╭──

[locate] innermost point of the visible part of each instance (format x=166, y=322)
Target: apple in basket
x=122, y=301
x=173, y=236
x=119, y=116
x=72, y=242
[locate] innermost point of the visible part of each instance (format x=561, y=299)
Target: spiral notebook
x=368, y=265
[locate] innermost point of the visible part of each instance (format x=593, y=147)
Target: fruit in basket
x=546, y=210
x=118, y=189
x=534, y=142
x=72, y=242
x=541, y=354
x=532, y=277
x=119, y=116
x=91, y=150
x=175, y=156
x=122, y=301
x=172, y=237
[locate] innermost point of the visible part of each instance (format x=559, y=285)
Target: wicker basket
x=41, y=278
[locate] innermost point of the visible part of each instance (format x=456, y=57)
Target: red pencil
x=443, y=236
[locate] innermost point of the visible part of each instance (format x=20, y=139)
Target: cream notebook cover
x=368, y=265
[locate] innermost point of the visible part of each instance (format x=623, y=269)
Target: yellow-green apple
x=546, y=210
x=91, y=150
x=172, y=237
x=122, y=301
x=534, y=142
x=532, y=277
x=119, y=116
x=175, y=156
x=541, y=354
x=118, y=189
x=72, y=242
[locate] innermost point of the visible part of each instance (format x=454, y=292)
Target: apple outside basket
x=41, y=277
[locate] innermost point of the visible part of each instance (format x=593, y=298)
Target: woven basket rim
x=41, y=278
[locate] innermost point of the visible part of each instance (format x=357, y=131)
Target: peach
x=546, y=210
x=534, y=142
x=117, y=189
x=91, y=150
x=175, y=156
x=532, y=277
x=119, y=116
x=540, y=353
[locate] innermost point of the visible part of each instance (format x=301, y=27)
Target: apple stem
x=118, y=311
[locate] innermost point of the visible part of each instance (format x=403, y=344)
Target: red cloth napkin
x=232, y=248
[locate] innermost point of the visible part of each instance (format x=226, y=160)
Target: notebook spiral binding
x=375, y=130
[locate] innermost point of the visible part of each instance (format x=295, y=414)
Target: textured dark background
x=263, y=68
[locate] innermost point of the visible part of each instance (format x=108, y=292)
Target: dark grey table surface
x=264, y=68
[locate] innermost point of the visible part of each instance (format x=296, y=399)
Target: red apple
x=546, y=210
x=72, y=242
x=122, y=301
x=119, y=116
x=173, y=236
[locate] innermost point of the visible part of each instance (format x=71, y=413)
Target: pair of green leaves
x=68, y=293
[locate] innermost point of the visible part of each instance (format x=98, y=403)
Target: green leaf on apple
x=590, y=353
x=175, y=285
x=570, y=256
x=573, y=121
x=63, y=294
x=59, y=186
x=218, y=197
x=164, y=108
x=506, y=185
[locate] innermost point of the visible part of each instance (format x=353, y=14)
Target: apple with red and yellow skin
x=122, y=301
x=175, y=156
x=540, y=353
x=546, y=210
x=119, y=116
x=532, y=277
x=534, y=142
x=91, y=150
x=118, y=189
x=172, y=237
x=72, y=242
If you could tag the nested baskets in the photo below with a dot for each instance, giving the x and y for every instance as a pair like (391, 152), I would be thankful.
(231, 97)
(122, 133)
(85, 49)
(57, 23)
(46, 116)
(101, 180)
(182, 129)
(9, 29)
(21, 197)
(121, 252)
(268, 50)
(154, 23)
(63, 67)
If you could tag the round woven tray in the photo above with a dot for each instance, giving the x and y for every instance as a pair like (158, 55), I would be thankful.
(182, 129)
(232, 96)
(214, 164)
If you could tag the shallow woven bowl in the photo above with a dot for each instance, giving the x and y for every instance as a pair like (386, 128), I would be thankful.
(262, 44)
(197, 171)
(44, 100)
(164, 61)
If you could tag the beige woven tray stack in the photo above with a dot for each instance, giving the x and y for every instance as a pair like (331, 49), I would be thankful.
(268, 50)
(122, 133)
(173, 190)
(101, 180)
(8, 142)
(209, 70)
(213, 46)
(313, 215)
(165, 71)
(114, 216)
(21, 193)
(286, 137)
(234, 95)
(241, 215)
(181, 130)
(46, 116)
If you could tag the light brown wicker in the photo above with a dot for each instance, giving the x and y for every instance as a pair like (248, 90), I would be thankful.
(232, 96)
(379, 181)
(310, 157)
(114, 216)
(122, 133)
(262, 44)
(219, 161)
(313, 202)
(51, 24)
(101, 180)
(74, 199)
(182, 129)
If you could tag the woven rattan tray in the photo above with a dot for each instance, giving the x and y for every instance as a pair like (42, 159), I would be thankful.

╰──

— Requirements —
Repeat every record, exactly as written.

— Exercise solution —
[locate] innermost point of the visible part of each instance (format x=166, y=322)
Target: apple in basket
x=122, y=301
x=173, y=236
x=119, y=116
x=72, y=242
[locate] innermost point of the visible part of each instance (format x=561, y=299)
Target: spiral notebook
x=368, y=265
[locate] innermost point of the visible part of each instance (format x=593, y=147)
Target: fruit in basket
x=546, y=210
x=118, y=189
x=534, y=142
x=72, y=242
x=541, y=354
x=532, y=277
x=119, y=116
x=91, y=150
x=175, y=156
x=122, y=301
x=172, y=237
[locate] innermost point of the visible part of each instance (format x=559, y=285)
Target: wicker basket
x=41, y=278
[locate] innermost point of the visible part of each instance (format x=456, y=57)
Target: red pencil
x=443, y=236
[locate] innermost point of the visible part of each instance (format x=20, y=139)
Target: cream notebook cover
x=368, y=265
[locate] innermost point of the visible part of each instance (format x=623, y=269)
Target: yellow-green apple
x=546, y=210
x=91, y=150
x=172, y=237
x=122, y=301
x=534, y=142
x=532, y=277
x=119, y=116
x=175, y=156
x=541, y=354
x=118, y=189
x=72, y=242
[locate] innermost point of the visible part of each instance (format x=454, y=292)
Target: apple outside basket
x=41, y=277
[locate] innermost point of the visible part of each instance (format x=593, y=298)
Target: woven basket rim
x=41, y=278
[locate] innermost point of the visible part of each instance (format x=357, y=131)
Target: peach
x=546, y=210
x=534, y=142
x=117, y=189
x=91, y=150
x=175, y=156
x=532, y=277
x=119, y=116
x=540, y=353
[locate] innermost point of the visible part of each instance (format x=301, y=27)
Target: apple stem
x=118, y=311
[locate] innermost point of the visible part of each instance (format x=403, y=344)
Target: red cloth napkin
x=232, y=248
[locate] innermost point of the visible part of each instance (format x=226, y=160)
Target: notebook spiral binding
x=375, y=130
[locate] innermost point of the visible part of each instance (format x=295, y=414)
Target: textured dark background
x=263, y=68
[locate] innermost point of the visible part of each instance (format x=108, y=292)
Target: dark grey table surface
x=264, y=68
[locate] innermost point of the visible part of each instance (format x=296, y=399)
Target: red apple
x=546, y=210
x=72, y=242
x=122, y=301
x=119, y=116
x=173, y=236
[locate] innermost point of the visible part of each instance (format x=71, y=413)
Target: pair of green leaves
x=68, y=293
[locate] innermost point of the visible part of each instance (format x=98, y=403)
Target: green leaf on apple
x=590, y=353
x=175, y=285
x=570, y=256
x=573, y=121
x=63, y=294
x=59, y=186
x=218, y=197
x=164, y=108
x=506, y=185
[locate] innermost point of the visible part of each instance (format x=353, y=14)
Target: apple with red and yellow skin
x=122, y=301
x=175, y=156
x=540, y=353
x=546, y=210
x=119, y=116
x=532, y=277
x=534, y=142
x=91, y=150
x=118, y=189
x=172, y=237
x=72, y=242
If you could tag the nested baskets in the photo below with a dot for each instance, giving the x and y for every instance as a pair like (391, 152), I would be thankful.
(231, 97)
(122, 133)
(85, 49)
(57, 23)
(46, 116)
(101, 180)
(182, 129)
(9, 29)
(21, 197)
(121, 252)
(268, 50)
(154, 23)
(63, 67)
If you could tag the round woven tray in the photo above with a dot for each instance, giving the x and y for every instance as a pair like (158, 55), I would be thankful.
(182, 129)
(232, 96)
(214, 164)
If you could tag the shallow woven bowl in the photo above with a dot for each instance, giving the x and y for every instance as a pair like (386, 128), I would be thankful.
(262, 44)
(197, 171)
(44, 100)
(164, 61)
If you could tag the beige woven tray stack in the photo above with a dot for each instance, giving the x and y for every instance as a pair like (331, 49), I would be thankful.
(268, 50)
(122, 133)
(173, 190)
(101, 180)
(8, 142)
(209, 70)
(213, 46)
(313, 215)
(165, 71)
(114, 216)
(21, 193)
(286, 137)
(234, 95)
(241, 215)
(181, 130)
(46, 116)
If you could tag the light brown wicker in the photo above with a dot for each instance, giving the x and y for every instance as a pair like (248, 90), I would be thankful.
(232, 96)
(379, 181)
(310, 157)
(114, 216)
(122, 133)
(262, 44)
(219, 161)
(313, 202)
(51, 24)
(101, 180)
(74, 199)
(182, 129)
If you could tag the woven rattan tray in the photo above with a dot for each instance, giving the x and y for every instance as a pair like (42, 159), I would be thankful.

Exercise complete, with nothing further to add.